■ Passage ■

Skip to content

Architecture

This document describes the technical architecture of Tractor.

Tech Stack

Component Technology
Frontend Next.js 15 (React 19), Material-UI v7
Backend Django 5.2, Django REST Framework
Database PostgreSQL 15
Task Queue django-q2
NLP SpanCat (spaCy 3.8), GLiNER (HuggingFace), Microsoft Presidio
Authentication NextAuth v5, JWT

Project Structure

tractor/
├── frontend/src/
   ├── app/                    # Next.js App Router pages
      └── (dashboard)/        # Grouped route with shared layout
   ├── components/             # React components
   ├── services/               # API client wrappers
   └── api/apiClient.js        # Axios instance with auth interceptor
├── backend/                    # Django project settings
├── cases/                      # Django app: Case, Document, Redaction models
├── authentication/             # Django app: JWT + Microsoft Entra ID auth
└── training/                   # Django app: Model training, spaCy integration

Data Flow

  1. Document Upload: User uploads document → stored in media/originals
  2. Text Extraction: python-docx (DOCX) or pdfplumber (PDF) extracts text and structure
  3. Entity Recognition (Three-model pipeline):
    • SpanCat identifies OPERATIONAL and THIRD_PARTY spans from the trained custom model (optional — skipped gracefully if no model trained yet)
    • GLiNER identifies THIRD_PARTY spans (names, orgs, locations, DOB, addresses) using a zero-shot model from HuggingFace
    • Presidio identifies structured THIRD_PARTY PII (phone, email, NHS, postcode, NI) and structured OPERATIONAL refs (crime references, collar numbers) via pattern recognisers
    • Results are deduplicated with priority: SpanCat > GLiNER > Presidio
  4. Data Subject Filtering: Entities matching the case's data subject name or DOB are excluded from suggestions
  5. User Review: User accepts/rejects redactions in the UI. Adjacent same-type spans are automatically merged into compound display items for easier review. Merged items can be split and reviewed individually.

■ What to do ■
Write out the Tractor architecture document above in full, word for word.

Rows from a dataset

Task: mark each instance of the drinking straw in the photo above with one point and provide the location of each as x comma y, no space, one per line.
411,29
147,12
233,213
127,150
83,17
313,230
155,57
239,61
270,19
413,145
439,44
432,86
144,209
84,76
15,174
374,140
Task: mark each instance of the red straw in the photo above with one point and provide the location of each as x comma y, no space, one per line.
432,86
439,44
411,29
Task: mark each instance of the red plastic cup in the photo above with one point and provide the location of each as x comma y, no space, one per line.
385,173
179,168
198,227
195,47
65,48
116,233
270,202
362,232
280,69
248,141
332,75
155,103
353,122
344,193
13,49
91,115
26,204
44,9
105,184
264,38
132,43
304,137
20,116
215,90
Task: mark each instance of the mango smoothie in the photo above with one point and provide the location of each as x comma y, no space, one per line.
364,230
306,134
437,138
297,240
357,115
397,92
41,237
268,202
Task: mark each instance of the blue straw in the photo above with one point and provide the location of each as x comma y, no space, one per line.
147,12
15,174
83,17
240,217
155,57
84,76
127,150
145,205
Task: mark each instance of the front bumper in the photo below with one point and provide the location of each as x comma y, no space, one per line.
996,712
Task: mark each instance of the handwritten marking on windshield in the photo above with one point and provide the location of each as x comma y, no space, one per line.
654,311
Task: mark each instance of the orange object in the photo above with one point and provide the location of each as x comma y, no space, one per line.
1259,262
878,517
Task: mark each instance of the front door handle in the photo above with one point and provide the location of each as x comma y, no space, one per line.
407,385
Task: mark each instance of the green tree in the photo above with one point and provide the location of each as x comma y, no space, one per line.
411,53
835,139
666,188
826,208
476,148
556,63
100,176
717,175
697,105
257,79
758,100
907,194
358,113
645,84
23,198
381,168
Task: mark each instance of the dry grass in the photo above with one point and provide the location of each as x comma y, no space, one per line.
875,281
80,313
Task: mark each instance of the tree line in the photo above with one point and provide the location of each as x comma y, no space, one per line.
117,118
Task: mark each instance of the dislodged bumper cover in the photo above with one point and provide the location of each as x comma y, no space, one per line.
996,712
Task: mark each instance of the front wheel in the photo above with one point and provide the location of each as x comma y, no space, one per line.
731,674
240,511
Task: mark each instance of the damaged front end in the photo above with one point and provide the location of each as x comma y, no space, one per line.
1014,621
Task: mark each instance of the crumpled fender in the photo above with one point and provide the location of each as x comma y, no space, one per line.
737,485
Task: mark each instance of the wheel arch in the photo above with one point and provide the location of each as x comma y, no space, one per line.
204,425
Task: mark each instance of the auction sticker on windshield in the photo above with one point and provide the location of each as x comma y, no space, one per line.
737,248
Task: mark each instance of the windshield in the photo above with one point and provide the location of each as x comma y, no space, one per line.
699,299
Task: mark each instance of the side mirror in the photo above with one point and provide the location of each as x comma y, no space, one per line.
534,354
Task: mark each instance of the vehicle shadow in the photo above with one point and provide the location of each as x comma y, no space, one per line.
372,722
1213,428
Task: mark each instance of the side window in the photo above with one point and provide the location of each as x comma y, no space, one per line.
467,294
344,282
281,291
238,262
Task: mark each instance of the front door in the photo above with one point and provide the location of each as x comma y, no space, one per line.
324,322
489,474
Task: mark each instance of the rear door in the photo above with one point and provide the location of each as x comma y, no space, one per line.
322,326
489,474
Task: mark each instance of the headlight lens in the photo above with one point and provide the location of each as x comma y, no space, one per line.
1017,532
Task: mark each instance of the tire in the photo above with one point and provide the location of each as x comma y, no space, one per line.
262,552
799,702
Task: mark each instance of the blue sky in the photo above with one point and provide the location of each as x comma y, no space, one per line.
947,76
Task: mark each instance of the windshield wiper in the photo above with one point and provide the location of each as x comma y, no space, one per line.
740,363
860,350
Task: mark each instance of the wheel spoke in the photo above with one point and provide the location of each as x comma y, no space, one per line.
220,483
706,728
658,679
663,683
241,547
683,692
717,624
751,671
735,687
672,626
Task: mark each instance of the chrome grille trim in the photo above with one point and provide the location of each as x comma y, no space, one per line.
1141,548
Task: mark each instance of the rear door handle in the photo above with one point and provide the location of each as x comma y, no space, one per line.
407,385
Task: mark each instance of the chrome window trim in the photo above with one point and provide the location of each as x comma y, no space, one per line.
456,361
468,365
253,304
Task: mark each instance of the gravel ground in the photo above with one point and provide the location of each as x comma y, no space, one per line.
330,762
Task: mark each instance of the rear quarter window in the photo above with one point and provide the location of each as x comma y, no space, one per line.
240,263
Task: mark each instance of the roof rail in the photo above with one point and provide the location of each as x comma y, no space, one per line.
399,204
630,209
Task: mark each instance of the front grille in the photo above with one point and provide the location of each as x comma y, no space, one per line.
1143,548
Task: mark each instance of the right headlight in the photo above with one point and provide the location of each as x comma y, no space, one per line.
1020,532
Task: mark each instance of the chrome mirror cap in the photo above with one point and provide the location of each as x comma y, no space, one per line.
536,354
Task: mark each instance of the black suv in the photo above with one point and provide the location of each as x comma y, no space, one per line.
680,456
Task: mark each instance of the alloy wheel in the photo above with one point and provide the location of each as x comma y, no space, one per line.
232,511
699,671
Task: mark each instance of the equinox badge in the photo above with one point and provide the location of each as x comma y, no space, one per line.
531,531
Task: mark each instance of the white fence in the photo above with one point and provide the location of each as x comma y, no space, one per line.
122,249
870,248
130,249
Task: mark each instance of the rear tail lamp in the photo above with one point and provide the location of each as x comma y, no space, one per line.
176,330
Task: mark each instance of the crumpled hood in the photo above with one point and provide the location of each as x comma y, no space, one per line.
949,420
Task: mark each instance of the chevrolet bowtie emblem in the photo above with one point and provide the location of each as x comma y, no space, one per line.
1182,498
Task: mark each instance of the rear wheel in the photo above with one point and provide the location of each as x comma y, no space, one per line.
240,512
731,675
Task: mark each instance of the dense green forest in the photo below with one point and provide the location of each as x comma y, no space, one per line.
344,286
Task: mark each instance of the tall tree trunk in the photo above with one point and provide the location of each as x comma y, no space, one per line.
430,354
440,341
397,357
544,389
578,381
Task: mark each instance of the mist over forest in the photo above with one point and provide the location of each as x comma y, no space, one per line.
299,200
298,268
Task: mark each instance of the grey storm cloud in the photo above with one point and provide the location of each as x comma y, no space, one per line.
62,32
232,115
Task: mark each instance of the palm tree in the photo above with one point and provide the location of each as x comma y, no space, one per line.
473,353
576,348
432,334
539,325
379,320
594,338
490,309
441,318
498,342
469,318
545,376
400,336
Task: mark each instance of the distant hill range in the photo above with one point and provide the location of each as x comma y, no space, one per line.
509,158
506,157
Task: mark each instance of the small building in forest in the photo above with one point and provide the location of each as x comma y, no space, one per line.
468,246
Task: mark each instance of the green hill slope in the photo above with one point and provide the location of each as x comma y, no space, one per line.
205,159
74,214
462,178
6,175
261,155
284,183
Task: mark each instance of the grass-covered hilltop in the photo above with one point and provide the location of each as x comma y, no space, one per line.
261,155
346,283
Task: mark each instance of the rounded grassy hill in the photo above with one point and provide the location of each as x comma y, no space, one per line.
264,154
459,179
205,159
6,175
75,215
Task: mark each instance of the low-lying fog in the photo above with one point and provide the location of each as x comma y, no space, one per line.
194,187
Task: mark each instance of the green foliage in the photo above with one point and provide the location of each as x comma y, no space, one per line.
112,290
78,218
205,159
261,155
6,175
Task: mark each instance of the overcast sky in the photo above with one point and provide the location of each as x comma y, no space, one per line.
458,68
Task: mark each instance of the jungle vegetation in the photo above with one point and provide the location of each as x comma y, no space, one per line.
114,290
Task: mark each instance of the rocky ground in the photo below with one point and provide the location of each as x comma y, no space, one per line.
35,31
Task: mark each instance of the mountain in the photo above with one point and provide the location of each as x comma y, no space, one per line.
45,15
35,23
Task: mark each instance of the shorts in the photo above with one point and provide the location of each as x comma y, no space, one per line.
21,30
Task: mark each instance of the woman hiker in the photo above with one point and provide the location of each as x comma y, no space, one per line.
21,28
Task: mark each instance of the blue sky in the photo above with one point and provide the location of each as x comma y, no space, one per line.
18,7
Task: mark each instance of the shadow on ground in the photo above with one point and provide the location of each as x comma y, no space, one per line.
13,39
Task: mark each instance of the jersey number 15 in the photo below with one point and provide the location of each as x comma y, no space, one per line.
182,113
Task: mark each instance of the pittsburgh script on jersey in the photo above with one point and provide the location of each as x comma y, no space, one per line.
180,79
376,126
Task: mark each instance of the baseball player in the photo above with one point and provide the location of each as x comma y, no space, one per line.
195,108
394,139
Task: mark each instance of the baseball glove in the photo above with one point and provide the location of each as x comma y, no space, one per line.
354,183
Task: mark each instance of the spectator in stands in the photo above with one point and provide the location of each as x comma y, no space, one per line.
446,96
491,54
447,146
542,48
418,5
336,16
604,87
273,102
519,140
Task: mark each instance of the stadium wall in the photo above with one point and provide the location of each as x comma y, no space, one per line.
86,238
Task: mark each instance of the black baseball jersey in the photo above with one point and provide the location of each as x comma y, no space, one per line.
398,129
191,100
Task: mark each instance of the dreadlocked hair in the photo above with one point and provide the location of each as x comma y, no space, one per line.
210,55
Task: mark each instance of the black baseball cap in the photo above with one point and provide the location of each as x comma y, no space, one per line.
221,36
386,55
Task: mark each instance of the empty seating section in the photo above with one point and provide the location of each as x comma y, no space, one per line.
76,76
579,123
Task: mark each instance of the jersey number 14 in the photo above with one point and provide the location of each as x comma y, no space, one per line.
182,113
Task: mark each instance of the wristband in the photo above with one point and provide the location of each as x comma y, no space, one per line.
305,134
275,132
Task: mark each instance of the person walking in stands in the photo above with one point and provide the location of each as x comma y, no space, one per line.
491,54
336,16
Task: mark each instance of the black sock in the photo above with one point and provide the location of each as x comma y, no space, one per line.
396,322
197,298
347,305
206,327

■ Answer to the problem ■
Skip to content

Architecture

This document describes the technical architecture of Tractor.

Tech Stack

Component Technology
Frontend Next.js 15 (React 19), Material-UI v7
Backend Django 5.2, Django REST Framework
Database PostgreSQL 15
Task Queue django-q2
NLP SpanCat (spaCy 3.8), GLiNER (HuggingFace), Microsoft Presidio
Authentication NextAuth v5, JWT

Project Structure

tractor/
├── frontend/src/
   ├── app/                    # Next.js App Router pages
      └── (dashboard)/        # Grouped route with shared layout
   ├── components/             # React components
   ├── services/               # API client wrappers
   └── api/apiClient.js        # Axios instance with auth interceptor
├── backend/                    # Django project settings
├── cases/                      # Django app: Case, Document, Redaction models
├── authentication/             # Django app: JWT + Microsoft Entra ID auth
└── training/                   # Django app: Model training, spaCy integration

Data Flow

  1. Document Upload: User uploads document → stored in media/originals
  2. Text Extraction: python-docx (DOCX) or pdfplumber (PDF) extracts text and structure
  3. Entity Recognition (Three-model pipeline):
    • SpanCat identifies OPERATIONAL and THIRD_PARTY spans from the trained custom model (optional — skipped gracefully if no model trained yet)
    • GLiNER identifies THIRD_PARTY spans (names, orgs, locations, DOB, addresses) using a zero-shot model from HuggingFace
    • Presidio identifies structured THIRD_PARTY PII (phone, email, NHS, postcode, NI) and structured OPERATIONAL refs (crime references, collar numbers) via pattern recognisers
    • Results are deduplicated with priority: SpanCat > GLiNER > Presidio
  4. Data Subject Filtering: Entities matching the case's data subject name or DOB are excluded from suggestions
  5. User Review: User accepts/rejects redactions in the UI. Adjacent same-type spans are automatically merged into compound display items for easier review. Merged items can be split and reviewed individually.